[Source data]

====

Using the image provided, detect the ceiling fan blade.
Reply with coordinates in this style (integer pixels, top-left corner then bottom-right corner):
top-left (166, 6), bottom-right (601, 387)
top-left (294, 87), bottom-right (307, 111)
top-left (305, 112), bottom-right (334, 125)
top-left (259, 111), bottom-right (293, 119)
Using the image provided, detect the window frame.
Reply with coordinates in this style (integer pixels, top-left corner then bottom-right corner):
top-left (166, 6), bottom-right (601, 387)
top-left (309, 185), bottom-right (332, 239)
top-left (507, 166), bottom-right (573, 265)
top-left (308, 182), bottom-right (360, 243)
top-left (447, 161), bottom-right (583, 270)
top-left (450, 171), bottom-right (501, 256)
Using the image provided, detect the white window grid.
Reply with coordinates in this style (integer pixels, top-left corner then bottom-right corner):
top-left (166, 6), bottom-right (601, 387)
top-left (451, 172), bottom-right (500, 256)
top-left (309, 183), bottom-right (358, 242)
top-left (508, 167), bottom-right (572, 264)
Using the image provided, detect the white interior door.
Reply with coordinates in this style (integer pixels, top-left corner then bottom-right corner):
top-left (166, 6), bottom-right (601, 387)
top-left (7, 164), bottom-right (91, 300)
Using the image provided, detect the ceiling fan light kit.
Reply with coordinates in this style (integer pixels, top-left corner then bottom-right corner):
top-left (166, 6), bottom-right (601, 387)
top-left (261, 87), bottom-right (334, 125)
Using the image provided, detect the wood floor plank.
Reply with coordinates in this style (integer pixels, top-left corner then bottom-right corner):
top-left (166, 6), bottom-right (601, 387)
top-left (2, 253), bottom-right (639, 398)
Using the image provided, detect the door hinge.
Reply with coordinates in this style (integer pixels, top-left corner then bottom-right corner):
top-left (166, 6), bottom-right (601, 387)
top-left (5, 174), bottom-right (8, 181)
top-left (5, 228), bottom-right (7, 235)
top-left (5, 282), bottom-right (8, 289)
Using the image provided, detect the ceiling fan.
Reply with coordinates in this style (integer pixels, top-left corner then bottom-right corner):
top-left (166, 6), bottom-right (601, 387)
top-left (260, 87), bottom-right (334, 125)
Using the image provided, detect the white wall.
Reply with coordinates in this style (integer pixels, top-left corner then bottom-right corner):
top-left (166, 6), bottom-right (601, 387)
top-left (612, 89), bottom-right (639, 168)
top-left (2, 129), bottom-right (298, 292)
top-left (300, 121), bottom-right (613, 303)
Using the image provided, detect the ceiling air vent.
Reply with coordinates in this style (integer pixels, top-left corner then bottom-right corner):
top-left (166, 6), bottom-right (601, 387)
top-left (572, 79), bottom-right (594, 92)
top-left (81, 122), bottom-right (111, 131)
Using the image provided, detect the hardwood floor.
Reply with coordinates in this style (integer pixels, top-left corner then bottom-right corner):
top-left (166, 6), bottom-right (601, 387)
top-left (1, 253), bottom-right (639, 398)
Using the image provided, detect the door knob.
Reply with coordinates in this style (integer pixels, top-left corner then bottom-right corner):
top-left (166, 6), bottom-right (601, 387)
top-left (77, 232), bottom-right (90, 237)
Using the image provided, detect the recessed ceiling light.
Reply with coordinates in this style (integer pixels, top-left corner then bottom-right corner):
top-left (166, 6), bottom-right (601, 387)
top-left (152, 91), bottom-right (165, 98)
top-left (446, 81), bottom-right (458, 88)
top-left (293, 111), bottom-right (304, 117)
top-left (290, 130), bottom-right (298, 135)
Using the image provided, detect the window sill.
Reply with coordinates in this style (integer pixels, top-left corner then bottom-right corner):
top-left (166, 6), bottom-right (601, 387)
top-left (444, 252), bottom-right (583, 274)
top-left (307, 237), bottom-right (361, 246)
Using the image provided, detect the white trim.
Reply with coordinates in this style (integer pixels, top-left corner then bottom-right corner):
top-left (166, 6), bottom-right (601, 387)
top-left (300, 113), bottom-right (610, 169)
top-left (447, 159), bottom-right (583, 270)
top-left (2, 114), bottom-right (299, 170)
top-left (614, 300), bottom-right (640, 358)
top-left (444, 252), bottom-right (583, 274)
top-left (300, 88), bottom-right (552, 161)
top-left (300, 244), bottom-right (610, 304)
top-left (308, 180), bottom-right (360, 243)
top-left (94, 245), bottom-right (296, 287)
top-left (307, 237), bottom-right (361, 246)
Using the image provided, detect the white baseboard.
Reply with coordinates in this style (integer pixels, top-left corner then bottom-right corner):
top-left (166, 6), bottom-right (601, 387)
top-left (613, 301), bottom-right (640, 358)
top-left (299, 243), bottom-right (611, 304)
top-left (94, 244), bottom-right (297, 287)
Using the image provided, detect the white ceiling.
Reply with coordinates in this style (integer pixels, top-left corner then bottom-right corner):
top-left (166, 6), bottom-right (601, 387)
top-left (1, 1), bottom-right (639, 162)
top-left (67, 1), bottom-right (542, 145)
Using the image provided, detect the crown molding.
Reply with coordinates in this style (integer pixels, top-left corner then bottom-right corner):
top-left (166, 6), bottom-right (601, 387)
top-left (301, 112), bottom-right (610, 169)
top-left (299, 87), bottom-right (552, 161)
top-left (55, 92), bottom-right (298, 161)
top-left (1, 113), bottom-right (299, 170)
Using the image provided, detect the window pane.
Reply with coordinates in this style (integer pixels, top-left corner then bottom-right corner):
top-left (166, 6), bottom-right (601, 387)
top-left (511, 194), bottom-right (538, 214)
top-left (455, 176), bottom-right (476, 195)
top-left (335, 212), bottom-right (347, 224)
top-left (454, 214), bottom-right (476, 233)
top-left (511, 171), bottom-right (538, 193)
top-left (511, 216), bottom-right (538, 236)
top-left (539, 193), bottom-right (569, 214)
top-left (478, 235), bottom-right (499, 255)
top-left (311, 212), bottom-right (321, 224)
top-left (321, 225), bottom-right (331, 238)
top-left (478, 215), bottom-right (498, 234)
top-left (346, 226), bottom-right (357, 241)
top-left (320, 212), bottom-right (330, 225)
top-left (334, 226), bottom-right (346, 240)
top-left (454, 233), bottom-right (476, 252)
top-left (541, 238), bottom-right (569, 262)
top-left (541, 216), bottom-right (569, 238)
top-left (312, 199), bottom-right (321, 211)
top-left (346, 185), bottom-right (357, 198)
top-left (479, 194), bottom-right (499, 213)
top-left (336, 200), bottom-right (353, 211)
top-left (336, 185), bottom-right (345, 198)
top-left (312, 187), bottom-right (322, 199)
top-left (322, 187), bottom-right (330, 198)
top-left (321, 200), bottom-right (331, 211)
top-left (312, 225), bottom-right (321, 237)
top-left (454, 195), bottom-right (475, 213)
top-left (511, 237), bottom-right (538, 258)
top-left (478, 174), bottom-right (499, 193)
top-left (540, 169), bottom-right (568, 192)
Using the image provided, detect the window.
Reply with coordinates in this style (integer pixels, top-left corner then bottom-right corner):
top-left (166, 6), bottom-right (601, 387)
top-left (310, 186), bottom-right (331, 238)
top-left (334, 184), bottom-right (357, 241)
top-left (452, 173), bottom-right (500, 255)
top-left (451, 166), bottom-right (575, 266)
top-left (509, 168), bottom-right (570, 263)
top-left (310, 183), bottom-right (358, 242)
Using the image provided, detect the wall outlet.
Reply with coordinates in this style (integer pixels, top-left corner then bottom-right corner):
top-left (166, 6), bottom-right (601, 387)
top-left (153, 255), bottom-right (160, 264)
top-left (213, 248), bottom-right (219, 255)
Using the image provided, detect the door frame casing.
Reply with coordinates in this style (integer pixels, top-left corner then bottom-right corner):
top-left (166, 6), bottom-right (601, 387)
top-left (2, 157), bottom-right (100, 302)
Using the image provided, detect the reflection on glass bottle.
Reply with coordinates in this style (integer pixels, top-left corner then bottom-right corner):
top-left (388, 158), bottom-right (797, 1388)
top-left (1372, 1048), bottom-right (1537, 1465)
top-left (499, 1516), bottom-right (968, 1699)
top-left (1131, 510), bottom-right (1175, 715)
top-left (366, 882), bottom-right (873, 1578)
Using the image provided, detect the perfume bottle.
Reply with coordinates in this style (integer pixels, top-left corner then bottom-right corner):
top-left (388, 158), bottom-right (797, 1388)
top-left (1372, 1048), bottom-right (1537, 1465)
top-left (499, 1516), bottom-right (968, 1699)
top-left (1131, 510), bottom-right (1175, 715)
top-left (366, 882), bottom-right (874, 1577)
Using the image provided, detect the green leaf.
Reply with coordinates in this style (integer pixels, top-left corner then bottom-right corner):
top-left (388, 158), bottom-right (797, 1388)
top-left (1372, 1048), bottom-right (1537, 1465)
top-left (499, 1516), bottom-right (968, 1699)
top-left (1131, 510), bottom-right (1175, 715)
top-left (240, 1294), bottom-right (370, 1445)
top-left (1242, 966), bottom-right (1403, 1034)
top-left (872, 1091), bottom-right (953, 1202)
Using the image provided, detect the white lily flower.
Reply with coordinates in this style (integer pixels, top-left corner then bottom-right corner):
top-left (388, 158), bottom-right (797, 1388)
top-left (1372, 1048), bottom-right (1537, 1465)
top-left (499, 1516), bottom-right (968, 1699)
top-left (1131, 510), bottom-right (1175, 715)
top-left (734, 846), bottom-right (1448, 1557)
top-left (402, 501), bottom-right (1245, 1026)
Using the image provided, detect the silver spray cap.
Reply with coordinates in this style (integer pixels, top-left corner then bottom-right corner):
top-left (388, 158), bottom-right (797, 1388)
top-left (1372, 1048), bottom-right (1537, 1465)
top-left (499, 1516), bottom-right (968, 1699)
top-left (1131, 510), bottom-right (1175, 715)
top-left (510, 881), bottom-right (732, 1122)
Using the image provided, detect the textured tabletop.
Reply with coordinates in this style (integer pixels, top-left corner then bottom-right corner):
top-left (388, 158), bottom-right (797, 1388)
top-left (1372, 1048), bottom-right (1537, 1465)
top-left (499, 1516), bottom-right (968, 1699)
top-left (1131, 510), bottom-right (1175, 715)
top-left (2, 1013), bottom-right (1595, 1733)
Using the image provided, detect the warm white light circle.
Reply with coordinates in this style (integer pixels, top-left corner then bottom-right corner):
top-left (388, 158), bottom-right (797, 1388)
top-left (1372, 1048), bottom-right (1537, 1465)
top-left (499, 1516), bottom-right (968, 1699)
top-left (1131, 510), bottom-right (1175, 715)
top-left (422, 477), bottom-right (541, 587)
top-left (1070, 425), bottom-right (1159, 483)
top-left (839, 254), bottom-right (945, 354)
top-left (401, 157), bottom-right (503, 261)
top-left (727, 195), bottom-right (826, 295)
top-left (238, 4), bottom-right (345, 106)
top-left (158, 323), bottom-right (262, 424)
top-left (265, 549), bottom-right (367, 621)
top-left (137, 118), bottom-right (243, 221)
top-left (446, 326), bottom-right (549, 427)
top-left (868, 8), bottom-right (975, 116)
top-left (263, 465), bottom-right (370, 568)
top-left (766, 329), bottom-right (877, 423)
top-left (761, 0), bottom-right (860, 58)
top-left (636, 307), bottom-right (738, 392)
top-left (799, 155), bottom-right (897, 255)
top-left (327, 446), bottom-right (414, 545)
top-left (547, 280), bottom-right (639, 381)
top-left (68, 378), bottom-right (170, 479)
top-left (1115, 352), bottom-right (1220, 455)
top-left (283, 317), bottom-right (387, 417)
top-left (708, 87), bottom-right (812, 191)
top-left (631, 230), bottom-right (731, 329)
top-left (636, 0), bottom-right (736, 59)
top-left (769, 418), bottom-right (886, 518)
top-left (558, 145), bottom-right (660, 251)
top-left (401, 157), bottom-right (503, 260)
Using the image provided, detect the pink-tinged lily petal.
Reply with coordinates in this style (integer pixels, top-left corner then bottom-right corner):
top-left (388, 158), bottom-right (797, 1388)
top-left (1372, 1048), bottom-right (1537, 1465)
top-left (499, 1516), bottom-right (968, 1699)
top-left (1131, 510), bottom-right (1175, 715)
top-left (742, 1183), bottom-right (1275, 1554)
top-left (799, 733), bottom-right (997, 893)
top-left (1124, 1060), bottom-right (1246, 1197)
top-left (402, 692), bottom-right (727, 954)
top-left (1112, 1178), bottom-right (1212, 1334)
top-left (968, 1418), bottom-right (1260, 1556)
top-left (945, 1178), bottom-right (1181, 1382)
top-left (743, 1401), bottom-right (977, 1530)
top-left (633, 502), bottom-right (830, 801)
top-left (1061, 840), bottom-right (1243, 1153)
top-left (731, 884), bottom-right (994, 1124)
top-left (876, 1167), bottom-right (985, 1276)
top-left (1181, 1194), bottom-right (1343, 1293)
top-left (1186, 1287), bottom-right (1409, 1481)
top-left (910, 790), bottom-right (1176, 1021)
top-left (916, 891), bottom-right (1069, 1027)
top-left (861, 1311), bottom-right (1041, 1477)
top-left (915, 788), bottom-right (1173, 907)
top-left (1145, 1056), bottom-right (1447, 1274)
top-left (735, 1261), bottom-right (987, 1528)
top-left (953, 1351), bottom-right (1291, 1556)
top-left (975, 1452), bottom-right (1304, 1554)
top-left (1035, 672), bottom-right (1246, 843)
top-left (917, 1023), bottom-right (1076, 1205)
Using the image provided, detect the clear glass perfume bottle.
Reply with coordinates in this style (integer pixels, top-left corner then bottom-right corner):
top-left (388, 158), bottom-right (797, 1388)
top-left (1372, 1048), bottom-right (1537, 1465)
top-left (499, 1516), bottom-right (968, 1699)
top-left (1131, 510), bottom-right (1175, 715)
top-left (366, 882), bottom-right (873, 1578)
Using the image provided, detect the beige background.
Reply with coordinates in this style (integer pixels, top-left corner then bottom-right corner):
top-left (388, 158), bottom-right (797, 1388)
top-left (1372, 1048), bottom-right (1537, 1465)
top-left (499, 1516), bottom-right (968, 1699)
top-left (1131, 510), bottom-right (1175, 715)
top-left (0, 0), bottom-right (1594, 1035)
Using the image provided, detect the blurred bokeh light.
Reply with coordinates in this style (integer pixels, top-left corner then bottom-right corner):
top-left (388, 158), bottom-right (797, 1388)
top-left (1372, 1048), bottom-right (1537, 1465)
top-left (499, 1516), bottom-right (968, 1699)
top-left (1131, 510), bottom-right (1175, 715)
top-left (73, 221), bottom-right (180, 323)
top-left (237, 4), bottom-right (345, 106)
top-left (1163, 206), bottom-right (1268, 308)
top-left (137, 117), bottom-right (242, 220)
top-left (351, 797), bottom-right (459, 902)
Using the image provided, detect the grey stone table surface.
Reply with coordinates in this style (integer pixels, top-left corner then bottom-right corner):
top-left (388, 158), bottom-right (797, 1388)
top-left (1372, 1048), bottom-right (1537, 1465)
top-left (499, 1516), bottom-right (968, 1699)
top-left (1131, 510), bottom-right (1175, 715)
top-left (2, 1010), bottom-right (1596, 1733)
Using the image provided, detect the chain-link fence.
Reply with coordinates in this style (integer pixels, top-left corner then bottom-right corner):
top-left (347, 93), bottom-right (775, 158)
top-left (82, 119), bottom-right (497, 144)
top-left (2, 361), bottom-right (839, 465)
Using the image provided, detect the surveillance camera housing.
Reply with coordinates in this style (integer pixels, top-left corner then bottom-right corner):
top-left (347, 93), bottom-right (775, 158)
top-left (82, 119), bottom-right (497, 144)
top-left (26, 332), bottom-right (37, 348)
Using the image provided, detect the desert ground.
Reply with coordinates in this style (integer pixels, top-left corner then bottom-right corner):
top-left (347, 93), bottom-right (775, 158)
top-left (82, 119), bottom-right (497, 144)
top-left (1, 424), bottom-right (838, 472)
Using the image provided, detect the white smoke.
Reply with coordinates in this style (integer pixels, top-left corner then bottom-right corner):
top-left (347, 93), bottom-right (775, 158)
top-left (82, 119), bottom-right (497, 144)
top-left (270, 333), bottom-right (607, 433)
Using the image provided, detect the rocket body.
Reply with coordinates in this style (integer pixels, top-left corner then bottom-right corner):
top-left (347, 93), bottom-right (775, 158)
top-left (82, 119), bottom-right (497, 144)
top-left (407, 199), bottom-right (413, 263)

====

--- YOUR TASK ---
Exactly as they appear above, output the lines of the data from the first through the one that contains "Using the image provided, detect the ceiling fan light", and only those lines.

--- RESULT BELOW ---
Using the image provided, detect the ceiling fan blade.
Reply with coordinates in this style (integer pixels, top-left corner then bottom-right corner):
top-left (166, 6), bottom-right (601, 387)
top-left (294, 87), bottom-right (307, 111)
top-left (305, 112), bottom-right (334, 125)
top-left (259, 111), bottom-right (293, 119)
Using the image provided, detect the window frame.
Reply with coordinates in this style (integer pixels, top-left corner then bottom-right corner):
top-left (166, 6), bottom-right (601, 387)
top-left (309, 185), bottom-right (332, 239)
top-left (507, 166), bottom-right (573, 265)
top-left (308, 182), bottom-right (360, 243)
top-left (447, 161), bottom-right (583, 270)
top-left (450, 171), bottom-right (501, 256)
Using the image provided, detect the white window grid.
Reply with coordinates in this style (integer pixels, top-left corner then bottom-right corner):
top-left (166, 6), bottom-right (601, 387)
top-left (451, 172), bottom-right (500, 256)
top-left (309, 183), bottom-right (358, 242)
top-left (508, 167), bottom-right (572, 264)
Using the image provided, detect the white interior door.
Reply with coordinates in this style (integer pixels, top-left corner then bottom-right corner):
top-left (166, 6), bottom-right (601, 387)
top-left (7, 164), bottom-right (91, 300)
Using the image provided, detect the ceiling fan light kit.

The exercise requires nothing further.